§ Source extract
*****

Friday, July 15, 2011

The lady in the teardrop dress

Ever remember something from a dream, or series of dreams, that you had as a little kid?  Last week, as I was driving home from visiting my friend Linda in hospice (see my last post), a memory pushed its way into my consciousness for the first time in many decades. 

I don't really remember my dreams.  If I had to list every dream that I can remember, there may be two or three, total.  And with all the chemotherapy I've had in the last two years, "chemo brain" has really taken its toll.  (See my Jan. 19, 2010 post on this subject.)  But that day, thinking about Linda, I remembered my dreams about the lady in the teardrop dress.  I must have been about five or six when I had them.  All I remember is that she was really nice and pretty, she wore a teardrop shaped dress (whatever that is), which I think was gold, and I was excited whenever she came to me.  I can't remember what she said, what we did or anything else about the dreams. I just knew that they were special.

When Linda relapsed, I went into a bit of a spin.  Linda's recovery was going great, better than mine.  There was nothing that anyone could have done to prevent her from relapsing, and I knew that it could have been me just as easily as her.  It was very sobering and difficult to process.  But I think that the lady in the teardrop dress came back to me, as a memory this time, to bring me a message of comfort:  I'm going to be ok; she is with me and will stay with me.  Maybe she's an angel.  Maybe I made her up in my dreams as a gift to myself when I was little.  It doesn't matter where she came from.  She helped me focus on the loving aspects of Linda's tragic ordeal.  And there were many.

Linda died earlier this week, on July 11th, in her mid 50s.  Today was the funeral and burial.  As I left the cemetery, her husband, Joe, said, "Kath, you have to beat this thing -- especially now that she's gone."  What Joe didn't know was that, in a private moment with Linda at the hospice center, I made her a promise:  to do all the things that we were planning to do, now for both of us.  We vowed that when we recovered, we would get involved with fundraisers, help with donor drives, educate people about leukemia, help other patients, speak out as much as possible.... I will keep my promise to my friend.

I am indescribably grateful to the Federico family, Joe, Marc, Jon, Michael, Pete and Yolanda, not only for the love and tenderness they had for Linda, but for the love and support they have given me.  They, along with the lady in the teardrop dress, made these last three weeks truly amazing.



  1. God bless.


    My email address is

  2. Hi Kathy--Today, I found your blog. I can't believe I JUST found it today. I too am an ACCB survivor and started a blog when I was diagnosed back in 2007. (I had a mastectomy of my right breast after not getting clean margins from the lumpectomy. My tumor ended up being 6.1 cms.--which is crazy big) My images since diagnosis have all been clear but I still worry, as I am sure we all do. Anyway, I haven't read all your posts yet, but plan to do so soon. I correspond with a few other ACC sisters and am shocked I didn't find your blog sooner. With as rare as this is, writing about it is about the only way to spread the word so I thank you. Your courage in all that you have faced since is AMAZING!!!

  3. Hey Molly,

    I've been following your posts on the Rare Cancer Alliance Forums,, for years! Thanks so much for reaching out. Let's stay in touch.

*****

§ Exercise data
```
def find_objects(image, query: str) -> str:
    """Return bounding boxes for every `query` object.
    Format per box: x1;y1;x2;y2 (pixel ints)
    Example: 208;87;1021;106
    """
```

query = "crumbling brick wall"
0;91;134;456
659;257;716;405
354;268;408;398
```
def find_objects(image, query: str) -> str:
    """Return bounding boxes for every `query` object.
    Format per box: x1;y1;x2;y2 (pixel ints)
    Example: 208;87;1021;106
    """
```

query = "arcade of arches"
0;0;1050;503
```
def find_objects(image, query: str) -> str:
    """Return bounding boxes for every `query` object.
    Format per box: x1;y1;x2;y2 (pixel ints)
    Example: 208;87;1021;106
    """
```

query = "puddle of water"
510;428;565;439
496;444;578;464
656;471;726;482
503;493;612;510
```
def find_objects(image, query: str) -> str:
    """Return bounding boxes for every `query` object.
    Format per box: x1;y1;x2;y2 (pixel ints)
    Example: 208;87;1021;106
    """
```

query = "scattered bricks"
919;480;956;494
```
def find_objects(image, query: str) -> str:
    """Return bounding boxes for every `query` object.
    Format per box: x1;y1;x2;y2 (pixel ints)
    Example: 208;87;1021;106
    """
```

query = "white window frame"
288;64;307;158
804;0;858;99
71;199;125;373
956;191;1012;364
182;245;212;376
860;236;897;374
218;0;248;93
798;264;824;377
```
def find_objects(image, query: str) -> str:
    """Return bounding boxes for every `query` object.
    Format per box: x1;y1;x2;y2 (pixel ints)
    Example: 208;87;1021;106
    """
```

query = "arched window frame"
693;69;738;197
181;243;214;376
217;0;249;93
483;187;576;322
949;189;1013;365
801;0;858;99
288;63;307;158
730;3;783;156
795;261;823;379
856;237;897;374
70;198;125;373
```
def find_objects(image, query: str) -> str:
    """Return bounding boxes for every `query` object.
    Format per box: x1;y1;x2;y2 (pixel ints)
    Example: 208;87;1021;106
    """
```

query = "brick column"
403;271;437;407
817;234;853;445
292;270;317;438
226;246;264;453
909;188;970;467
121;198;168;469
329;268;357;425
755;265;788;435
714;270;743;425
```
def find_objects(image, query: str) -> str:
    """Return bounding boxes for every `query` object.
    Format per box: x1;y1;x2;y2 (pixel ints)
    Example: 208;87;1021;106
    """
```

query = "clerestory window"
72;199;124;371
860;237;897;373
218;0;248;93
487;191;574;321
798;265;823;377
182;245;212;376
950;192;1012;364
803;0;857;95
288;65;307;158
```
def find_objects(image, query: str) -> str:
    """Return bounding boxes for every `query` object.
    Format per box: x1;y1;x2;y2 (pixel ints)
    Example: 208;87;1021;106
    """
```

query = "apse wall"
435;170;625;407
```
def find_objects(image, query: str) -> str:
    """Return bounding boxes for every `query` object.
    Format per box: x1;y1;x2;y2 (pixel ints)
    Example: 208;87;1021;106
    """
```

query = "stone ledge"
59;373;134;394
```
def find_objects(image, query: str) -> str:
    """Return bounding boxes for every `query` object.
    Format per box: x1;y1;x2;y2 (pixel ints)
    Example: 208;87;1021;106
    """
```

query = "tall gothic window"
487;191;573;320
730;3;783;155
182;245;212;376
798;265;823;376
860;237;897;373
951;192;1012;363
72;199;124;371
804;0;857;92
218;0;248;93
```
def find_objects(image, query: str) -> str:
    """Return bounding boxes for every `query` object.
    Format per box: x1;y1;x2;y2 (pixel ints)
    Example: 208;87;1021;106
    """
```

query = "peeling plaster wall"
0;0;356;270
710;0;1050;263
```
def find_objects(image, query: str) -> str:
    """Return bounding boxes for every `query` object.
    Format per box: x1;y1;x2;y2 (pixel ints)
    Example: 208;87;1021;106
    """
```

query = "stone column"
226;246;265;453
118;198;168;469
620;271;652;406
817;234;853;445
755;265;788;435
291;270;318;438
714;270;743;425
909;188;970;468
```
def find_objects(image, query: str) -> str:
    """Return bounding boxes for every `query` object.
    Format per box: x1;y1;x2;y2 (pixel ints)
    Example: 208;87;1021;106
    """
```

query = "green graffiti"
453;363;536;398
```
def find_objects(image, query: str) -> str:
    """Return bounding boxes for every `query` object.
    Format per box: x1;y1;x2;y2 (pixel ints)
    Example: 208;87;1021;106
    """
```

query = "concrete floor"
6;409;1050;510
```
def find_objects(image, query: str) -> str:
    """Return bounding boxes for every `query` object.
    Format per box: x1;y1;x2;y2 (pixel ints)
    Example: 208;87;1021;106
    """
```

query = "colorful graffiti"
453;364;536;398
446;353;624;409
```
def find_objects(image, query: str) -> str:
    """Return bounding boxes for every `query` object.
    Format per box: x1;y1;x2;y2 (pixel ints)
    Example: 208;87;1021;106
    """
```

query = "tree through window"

*****

Print the part of the teardrop dress post that runs from "When Linda relapsed, I" up to and including "there were many.".

§ Task response
When Linda relapsed, I went into a bit of a spin.  Linda's recovery was going great, better than mine.  There was nothing that anyone could have done to prevent her from relapsing, and I knew that it could have been me just as easily as her.  It was very sobering and difficult to process.  But I think that the lady in the teardrop dress came back to me, as a memory this time, to bring me a message of comfort:  I'm going to be ok; she is with me and will stay with me.  Maybe she's an angel.  Maybe I made her up in my dreams as a gift to myself when I was little.  It doesn't matter where she came from.  She helped me focus on the loving aspects of Linda's tragic ordeal.  And there were many.